== TASK STATEMENT ==
Gather every line of the data below that contains the word "illuminated" and copy each one out.

(Records in a dataset)
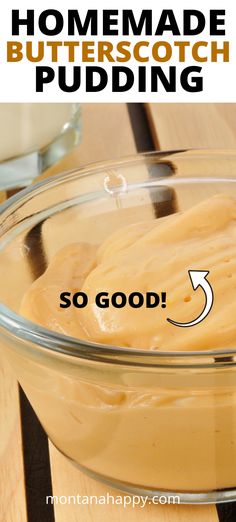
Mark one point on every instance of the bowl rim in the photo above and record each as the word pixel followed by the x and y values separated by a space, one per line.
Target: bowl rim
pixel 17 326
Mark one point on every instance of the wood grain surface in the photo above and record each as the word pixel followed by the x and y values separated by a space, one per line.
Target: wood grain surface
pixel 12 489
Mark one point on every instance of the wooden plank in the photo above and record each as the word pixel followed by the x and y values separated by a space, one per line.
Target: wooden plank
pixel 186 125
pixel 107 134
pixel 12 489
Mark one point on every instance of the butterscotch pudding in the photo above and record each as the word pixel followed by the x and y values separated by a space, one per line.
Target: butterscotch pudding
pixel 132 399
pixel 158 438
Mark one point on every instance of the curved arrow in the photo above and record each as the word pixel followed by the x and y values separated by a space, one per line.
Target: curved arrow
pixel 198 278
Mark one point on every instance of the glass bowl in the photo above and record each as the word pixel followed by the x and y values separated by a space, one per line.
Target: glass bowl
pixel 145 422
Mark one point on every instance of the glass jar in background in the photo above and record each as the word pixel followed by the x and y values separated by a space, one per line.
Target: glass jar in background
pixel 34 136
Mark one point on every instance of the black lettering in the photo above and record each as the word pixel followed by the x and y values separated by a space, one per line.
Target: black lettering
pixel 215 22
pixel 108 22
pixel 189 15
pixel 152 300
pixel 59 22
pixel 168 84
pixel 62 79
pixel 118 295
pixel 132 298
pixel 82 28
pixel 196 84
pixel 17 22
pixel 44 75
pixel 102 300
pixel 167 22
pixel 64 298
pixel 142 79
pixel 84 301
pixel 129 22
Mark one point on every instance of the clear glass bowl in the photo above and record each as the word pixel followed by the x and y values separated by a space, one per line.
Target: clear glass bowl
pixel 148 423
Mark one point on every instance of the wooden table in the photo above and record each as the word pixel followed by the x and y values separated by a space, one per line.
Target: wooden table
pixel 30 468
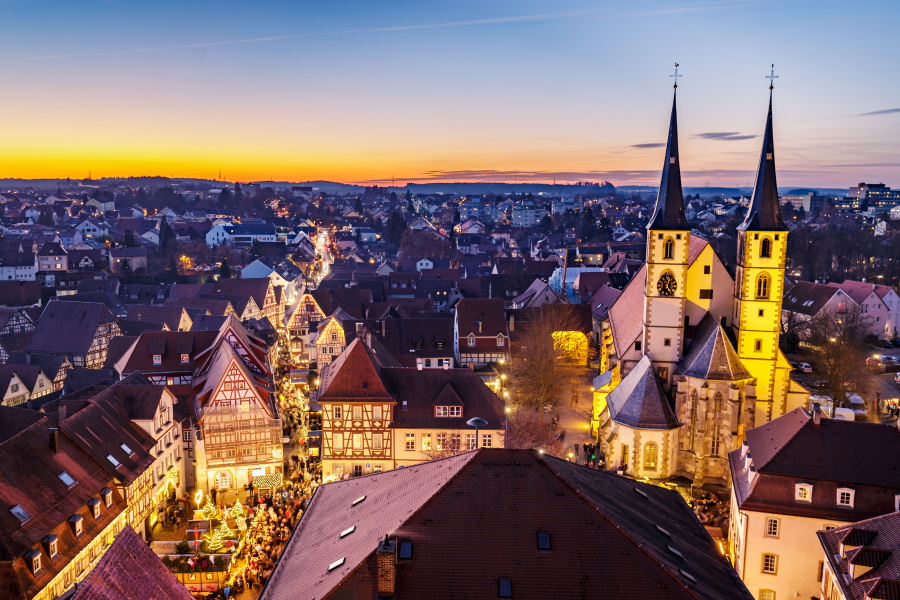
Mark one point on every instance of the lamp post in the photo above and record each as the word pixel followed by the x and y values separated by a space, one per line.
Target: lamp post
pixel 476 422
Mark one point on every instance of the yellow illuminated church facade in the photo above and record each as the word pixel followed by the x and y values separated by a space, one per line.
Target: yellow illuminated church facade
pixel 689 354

---

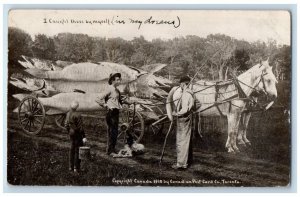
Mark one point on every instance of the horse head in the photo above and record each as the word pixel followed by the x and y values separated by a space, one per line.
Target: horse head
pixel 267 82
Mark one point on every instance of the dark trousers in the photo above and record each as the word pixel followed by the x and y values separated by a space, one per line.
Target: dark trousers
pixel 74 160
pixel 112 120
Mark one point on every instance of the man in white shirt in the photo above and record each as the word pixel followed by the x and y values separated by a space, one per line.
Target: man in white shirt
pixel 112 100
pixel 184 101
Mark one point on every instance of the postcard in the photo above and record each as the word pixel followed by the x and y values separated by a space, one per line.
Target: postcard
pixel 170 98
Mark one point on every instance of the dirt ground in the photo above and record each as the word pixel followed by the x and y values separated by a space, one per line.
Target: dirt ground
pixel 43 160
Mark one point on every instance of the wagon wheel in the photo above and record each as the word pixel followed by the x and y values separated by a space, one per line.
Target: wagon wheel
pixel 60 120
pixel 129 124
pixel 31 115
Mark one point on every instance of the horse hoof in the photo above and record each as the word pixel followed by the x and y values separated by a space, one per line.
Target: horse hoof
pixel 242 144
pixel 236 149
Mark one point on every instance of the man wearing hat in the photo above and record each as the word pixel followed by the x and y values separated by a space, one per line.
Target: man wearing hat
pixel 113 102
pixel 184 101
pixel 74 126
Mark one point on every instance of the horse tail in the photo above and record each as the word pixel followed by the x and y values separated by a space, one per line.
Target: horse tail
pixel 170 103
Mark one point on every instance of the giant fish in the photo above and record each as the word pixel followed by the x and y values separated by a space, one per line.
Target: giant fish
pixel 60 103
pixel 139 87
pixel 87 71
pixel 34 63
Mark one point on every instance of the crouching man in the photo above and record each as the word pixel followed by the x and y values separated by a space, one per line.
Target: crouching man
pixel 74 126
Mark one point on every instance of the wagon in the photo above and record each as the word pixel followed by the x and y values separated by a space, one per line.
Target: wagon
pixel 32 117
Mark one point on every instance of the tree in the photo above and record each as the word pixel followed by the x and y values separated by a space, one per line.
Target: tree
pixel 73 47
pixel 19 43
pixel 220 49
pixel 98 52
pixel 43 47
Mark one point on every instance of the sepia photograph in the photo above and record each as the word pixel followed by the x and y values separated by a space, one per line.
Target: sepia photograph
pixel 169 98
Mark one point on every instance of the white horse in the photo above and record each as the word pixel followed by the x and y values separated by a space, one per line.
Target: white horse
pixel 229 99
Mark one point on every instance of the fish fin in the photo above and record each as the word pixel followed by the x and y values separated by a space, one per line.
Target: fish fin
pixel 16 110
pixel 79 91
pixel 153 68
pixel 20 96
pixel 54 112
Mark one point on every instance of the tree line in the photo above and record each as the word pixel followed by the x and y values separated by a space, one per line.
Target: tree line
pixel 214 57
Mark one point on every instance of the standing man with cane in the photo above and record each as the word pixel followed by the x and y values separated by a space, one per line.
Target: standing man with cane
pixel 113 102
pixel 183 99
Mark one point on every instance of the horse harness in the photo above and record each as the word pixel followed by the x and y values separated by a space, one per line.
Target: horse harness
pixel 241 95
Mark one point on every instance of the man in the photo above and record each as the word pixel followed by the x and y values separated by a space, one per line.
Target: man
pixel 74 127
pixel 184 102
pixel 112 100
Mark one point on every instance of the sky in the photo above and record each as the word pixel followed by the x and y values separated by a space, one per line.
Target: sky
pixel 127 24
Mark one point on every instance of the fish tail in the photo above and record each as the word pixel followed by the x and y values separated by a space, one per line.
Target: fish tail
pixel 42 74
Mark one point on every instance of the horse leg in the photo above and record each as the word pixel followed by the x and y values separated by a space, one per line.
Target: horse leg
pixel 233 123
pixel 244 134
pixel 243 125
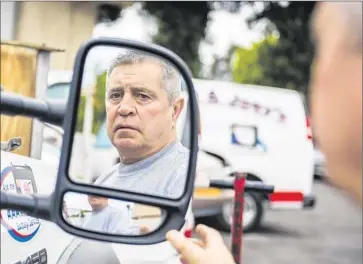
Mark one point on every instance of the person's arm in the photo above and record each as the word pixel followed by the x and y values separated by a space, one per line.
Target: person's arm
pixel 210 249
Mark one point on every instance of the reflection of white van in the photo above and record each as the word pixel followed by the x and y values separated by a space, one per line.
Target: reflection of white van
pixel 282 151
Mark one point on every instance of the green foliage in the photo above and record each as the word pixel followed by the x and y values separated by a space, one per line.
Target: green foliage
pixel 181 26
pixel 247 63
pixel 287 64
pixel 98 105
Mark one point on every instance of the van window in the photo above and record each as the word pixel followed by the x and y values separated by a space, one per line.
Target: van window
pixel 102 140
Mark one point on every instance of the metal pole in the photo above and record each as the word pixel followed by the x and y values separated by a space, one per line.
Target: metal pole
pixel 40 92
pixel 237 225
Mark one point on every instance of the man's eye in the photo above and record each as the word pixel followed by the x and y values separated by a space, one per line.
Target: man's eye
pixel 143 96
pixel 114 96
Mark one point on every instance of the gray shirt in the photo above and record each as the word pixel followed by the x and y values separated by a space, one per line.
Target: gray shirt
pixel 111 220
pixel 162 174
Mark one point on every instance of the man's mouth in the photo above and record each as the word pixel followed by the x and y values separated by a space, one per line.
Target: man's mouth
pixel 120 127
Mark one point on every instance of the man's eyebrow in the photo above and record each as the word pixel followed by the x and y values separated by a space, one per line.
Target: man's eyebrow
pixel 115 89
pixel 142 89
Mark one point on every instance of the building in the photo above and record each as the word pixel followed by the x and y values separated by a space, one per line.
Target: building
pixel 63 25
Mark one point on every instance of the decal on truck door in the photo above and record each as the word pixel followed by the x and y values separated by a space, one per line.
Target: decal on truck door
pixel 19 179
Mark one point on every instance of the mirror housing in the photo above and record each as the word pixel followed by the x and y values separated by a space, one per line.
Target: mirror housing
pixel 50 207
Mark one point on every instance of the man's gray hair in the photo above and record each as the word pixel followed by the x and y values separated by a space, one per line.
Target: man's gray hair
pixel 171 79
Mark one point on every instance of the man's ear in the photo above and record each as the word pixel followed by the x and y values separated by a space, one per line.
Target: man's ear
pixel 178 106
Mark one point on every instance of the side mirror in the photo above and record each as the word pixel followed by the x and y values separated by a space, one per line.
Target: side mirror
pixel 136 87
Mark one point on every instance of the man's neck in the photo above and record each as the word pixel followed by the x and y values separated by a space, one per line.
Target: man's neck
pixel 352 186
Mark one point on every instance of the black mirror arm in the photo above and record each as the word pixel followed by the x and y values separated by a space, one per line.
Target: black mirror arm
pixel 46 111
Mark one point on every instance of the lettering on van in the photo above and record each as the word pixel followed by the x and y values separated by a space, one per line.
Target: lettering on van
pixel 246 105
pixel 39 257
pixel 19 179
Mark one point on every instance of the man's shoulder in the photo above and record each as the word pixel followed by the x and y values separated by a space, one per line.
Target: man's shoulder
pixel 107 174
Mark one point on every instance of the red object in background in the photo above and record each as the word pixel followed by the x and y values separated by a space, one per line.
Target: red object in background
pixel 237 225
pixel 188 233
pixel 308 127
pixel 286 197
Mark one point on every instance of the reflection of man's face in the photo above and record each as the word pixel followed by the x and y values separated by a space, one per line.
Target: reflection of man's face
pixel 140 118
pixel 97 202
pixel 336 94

== THE OUTPUT ==
Mark one point on every instance of the yellow illuminated church facade in the photo above and record each as the word pixel followed by the x and y values separated by a space, one per line.
Target: yellow illuminated church facade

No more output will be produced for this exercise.